Text provided:
---------------

What options currently exist for this patient population?

For older adults, treatments for ALL are historically limited. Those poor outcomes led many older adults to be offered either no therapy or minimal therapy and to be advised to pursue palliative care. When you look at registry data, it turns out that until recently, many older adults are not even treated. Our presumption is that many patients after the diagnosis aren't referred to academic centers and aren't even offered treatment based on the poor numbers reflected in historical trials of conventional chemotherapy.

But the landscape for older adults with ALL is starting to change. The treatment options depend on 1 major feature: whether or not there's the Philadelphia chromosome present or not. Patients with the Philadelphia chromosome have the ability to be treated with a tyrosine kinase inhibitor or oral chemotherapy. Those drugs can now effectively get patients into remission combined with either just steroids or minimal chemotherapy. For patients who do not have that Philadelphia chromosome, it has been a little bit more challenging to treat these patients effectively. Now we have examples of several trials that have been designed to introduce novel agents that are currently approved in the relapse setting, bringing those novel agents forward, allowing conventional toxic chemotherapy to be reduced, thereby improving response rates, and making that initial treatment more tolerable. Those approaches are investigational. I encourage all older adults to be referred for clinical trials whenever possible.

---------------

Record excerpts:

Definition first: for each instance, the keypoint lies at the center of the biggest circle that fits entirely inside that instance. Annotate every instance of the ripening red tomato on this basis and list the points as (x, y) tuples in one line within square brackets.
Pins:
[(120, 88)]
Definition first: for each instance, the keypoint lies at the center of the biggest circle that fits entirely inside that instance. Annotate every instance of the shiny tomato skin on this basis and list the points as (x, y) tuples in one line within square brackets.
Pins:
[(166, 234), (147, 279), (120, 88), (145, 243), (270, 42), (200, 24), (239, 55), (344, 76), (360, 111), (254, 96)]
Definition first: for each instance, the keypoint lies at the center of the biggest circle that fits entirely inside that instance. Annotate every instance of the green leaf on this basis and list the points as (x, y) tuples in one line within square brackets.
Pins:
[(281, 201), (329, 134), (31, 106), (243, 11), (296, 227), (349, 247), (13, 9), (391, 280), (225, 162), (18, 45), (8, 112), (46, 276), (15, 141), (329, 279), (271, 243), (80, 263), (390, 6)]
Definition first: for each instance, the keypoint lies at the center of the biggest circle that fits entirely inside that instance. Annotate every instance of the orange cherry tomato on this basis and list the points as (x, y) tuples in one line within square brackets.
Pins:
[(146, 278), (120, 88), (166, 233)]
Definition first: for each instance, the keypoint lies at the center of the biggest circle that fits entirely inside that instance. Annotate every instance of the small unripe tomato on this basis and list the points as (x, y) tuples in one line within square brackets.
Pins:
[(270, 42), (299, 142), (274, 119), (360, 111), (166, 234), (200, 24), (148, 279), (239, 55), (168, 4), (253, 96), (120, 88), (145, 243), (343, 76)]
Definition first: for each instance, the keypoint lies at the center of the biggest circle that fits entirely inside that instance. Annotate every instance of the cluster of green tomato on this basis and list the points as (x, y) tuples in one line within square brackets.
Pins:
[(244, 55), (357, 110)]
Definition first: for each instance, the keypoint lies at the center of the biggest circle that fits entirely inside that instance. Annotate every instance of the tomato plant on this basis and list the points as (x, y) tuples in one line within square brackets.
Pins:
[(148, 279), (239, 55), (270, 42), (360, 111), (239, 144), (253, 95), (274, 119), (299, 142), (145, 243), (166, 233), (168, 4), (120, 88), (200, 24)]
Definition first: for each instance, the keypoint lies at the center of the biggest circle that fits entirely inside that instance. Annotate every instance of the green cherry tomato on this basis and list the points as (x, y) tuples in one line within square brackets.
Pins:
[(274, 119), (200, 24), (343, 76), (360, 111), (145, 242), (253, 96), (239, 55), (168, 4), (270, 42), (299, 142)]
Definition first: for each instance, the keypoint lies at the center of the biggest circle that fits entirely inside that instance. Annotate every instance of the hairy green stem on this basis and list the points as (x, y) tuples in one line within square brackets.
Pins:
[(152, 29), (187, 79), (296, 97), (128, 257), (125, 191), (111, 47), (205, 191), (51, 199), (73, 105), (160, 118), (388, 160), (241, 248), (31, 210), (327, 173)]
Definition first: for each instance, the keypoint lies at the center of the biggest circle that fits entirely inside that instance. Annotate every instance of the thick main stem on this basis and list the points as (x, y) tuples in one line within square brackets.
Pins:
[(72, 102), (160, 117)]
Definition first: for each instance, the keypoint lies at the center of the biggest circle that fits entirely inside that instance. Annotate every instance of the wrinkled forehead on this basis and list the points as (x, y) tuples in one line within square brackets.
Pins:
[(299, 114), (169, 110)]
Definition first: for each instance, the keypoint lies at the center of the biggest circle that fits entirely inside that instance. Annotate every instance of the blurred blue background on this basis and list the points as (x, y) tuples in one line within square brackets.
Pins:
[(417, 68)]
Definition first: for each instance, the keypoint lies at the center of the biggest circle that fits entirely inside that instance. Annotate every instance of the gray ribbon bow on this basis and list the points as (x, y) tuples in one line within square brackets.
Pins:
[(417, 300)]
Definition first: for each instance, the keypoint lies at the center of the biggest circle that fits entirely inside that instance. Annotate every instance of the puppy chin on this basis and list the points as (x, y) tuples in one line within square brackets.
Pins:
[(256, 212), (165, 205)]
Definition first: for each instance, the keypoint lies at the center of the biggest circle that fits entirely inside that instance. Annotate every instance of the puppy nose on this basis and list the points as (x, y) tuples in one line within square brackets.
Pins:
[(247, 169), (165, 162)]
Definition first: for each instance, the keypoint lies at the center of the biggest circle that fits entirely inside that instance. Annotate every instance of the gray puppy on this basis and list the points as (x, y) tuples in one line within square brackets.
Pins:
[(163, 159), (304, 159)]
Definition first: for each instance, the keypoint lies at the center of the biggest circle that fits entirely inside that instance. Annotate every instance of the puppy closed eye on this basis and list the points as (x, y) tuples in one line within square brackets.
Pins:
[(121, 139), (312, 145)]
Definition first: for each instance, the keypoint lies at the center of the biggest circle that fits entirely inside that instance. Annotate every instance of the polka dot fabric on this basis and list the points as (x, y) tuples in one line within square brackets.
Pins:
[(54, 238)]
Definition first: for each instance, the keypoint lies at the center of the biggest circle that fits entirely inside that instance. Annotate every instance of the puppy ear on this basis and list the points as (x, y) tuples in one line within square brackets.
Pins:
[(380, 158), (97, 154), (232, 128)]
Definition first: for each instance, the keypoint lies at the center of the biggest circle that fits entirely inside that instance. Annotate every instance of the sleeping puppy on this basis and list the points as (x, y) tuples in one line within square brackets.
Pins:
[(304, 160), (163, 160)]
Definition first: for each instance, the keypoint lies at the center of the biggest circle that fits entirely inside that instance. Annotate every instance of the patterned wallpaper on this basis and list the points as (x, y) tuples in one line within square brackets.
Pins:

---------------

Directions:
A. From the text on treating ALL in older adults, list the options that many older adults were offered or advised to pursue because of poor outcomes.
B. Answer these questions using the text on treating ALL in older adults.
(i) On what one major feature do the treatment options depend?
(ii) In what setting are the novel agents in the described trials currently approved?
(iii) What does the speaker encourage for all older adults?
C. Copy the passage of the text on treating ALL in older adults that opens with the words containing "For older adults, treatments" and closes with "of conventional chemotherapy.".
The records are separate material and have no connection to the text on treating ALL in older adults.

Solutions to each task:
A.
- No therapy
- Minimal therapy
- Palliative care

B.
(i) Whether or not the Philadelphia chromosome is present.
(ii) The relapse setting.
(iii) Referral for clinical trials whenever possible.

C.
For older adults, treatments for ALL are historically limited. Those poor outcomes led many older adults to be offered either no therapy or minimal therapy and to be advised to pursue palliative care. When you look at registry data, it turns out that until recently, many older adults are not even treated. Our presumption is that many patients after the diagnosis aren't referred to academic centers and aren't even offered treatment based on the poor numbers reflected in historical trials of conventional chemotherapy.